**Aim of the task:**
Only the lines from the one containing "of the forehead" to the end of the records belong in the output; print them exactly.

**Material for this exercise:**

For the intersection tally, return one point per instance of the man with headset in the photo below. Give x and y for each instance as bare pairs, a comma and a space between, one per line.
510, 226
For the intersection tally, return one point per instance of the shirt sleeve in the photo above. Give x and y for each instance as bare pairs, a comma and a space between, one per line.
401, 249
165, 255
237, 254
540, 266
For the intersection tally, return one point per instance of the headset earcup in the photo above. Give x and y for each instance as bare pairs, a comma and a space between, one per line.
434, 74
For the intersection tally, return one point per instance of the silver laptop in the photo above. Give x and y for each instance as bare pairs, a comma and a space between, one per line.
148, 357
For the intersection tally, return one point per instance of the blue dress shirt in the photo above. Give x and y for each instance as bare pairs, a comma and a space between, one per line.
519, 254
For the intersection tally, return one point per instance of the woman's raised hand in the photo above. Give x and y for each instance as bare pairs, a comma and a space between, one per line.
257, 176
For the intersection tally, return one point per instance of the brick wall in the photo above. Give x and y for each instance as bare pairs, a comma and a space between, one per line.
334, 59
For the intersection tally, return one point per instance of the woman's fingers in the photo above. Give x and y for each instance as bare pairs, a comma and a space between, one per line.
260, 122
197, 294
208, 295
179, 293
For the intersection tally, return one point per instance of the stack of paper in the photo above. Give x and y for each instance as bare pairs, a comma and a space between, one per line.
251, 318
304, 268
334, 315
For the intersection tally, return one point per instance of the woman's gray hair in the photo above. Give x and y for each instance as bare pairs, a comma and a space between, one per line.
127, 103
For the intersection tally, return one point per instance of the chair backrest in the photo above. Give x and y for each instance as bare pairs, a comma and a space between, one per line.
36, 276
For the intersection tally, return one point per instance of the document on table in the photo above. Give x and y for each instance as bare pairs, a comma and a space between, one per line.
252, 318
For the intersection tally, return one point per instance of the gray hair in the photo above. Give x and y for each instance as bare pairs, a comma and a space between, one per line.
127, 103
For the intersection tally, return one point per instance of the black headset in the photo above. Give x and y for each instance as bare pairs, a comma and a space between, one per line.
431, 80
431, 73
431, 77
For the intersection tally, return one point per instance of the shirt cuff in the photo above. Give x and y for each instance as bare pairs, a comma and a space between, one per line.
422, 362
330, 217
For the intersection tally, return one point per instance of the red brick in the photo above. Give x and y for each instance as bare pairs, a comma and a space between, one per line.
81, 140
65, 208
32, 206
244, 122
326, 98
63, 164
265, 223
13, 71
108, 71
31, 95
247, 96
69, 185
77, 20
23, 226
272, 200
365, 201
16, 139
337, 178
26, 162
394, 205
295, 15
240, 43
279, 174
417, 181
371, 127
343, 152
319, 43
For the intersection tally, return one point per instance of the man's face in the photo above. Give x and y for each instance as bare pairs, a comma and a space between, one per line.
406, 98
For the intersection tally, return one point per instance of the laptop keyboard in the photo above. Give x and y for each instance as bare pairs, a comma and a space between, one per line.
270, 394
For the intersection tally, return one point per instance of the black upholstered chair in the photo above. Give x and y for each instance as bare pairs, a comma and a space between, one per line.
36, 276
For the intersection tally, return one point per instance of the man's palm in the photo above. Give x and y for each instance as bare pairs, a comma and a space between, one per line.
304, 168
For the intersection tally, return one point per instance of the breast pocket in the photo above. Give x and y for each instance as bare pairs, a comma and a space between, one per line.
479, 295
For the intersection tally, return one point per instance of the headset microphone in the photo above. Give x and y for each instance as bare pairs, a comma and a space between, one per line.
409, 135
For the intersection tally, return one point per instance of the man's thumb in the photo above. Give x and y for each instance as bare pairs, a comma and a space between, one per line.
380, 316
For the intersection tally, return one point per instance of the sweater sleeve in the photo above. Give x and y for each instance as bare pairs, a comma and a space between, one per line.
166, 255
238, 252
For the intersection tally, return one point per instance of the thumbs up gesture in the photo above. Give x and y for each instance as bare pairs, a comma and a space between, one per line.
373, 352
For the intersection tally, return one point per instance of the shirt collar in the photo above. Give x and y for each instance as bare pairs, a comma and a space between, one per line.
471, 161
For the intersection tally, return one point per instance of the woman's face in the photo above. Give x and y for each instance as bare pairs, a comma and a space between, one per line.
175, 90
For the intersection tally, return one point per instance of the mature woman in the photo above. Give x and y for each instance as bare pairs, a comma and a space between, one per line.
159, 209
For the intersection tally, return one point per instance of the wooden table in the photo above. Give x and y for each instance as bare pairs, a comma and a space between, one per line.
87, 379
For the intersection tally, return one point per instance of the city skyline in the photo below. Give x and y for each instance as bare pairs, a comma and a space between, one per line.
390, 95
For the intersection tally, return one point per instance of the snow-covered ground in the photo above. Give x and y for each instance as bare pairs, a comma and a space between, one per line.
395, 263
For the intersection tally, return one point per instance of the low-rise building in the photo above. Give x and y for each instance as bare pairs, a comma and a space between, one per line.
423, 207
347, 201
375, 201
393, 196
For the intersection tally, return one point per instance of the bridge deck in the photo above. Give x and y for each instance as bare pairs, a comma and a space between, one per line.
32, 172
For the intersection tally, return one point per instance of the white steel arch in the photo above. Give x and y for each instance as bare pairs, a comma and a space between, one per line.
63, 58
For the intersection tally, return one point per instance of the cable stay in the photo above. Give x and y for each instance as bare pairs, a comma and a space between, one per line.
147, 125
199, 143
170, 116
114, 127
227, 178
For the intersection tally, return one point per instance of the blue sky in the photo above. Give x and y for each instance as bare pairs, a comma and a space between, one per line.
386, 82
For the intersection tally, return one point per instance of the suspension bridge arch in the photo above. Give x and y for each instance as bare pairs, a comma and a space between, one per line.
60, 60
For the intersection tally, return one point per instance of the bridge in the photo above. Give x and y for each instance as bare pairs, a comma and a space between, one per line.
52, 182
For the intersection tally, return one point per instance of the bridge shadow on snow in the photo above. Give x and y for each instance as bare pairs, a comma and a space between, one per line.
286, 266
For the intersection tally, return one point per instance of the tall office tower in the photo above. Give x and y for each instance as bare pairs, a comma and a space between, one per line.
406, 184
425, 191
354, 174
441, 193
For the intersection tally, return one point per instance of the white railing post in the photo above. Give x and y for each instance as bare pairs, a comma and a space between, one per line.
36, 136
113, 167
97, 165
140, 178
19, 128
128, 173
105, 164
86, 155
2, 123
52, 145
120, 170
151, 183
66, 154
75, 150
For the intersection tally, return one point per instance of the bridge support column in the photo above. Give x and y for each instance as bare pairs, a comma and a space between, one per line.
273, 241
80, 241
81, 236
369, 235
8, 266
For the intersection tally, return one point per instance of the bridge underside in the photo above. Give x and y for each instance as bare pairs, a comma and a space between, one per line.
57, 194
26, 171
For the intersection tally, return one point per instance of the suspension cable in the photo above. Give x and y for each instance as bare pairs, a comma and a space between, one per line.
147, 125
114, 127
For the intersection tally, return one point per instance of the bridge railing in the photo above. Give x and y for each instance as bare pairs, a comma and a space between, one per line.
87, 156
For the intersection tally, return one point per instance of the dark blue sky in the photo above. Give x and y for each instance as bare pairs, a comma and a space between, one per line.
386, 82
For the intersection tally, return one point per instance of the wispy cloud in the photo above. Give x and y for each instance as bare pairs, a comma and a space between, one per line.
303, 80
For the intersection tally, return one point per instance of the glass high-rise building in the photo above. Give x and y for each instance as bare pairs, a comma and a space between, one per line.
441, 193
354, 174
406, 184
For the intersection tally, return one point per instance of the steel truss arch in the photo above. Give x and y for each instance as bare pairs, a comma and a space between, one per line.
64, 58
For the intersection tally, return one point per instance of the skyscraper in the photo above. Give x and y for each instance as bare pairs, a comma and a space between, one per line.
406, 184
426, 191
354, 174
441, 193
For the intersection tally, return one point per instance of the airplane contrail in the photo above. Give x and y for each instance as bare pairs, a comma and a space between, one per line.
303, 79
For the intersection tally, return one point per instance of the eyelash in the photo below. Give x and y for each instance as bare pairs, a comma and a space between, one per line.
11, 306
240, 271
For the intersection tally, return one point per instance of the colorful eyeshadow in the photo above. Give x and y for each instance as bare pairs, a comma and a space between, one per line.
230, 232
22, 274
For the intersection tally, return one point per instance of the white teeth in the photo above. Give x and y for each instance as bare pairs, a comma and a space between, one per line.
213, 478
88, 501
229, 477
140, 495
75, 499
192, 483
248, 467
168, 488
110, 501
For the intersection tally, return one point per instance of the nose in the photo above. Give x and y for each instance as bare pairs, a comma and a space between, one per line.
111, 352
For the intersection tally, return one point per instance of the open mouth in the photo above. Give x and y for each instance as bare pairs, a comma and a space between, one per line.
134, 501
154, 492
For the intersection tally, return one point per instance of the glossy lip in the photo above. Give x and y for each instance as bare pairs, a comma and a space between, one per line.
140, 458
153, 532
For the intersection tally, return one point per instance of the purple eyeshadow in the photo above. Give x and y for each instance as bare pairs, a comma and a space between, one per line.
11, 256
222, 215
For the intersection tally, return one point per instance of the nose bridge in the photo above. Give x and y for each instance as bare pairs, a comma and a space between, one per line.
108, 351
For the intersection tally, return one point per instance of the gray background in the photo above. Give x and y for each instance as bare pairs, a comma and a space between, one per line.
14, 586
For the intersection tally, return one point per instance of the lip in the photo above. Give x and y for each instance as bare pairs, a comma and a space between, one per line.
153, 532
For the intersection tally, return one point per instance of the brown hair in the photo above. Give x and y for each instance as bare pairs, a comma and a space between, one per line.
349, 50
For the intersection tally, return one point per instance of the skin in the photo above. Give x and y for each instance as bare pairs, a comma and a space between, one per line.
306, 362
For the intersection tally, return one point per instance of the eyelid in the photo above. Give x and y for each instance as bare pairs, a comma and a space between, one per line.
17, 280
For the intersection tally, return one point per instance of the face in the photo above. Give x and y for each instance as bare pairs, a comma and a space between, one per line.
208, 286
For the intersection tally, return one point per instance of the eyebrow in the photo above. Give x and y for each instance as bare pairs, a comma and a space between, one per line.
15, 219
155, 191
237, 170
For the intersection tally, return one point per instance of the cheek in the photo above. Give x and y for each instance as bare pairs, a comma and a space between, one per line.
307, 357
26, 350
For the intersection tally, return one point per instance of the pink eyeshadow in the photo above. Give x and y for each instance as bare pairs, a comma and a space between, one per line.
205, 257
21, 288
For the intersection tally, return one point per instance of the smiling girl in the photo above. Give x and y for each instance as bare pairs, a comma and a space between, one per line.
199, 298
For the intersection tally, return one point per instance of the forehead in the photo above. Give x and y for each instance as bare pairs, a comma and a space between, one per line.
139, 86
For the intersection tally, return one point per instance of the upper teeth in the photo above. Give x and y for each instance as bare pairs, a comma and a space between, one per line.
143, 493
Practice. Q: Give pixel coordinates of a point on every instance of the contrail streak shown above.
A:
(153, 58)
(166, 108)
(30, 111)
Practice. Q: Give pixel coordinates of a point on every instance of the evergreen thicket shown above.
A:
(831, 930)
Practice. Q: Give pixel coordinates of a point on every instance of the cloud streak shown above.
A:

**Response:**
For the intersection tally, return one point per instance of the forehead in the photo above. Give x and y for each instance as bare pairs, a comma and a space between, one per line.
139, 86
For the intersection tally, return one point per instance of the upper teeth in the photo above. Give x and y for each instance as bare pairs, a comma and a space between, one per line.
143, 493
Practice. Q: Give pixel coordinates of a point on every instance of the contrail streak shown above.
A:
(153, 58)
(166, 108)
(30, 111)
Practice. Q: Give pixel coordinates of a point on every instance of the evergreen thicket shown above.
A:
(831, 930)
Practice. Q: Give pixel coordinates of a point on every instance of the cloud streak shown above.
A:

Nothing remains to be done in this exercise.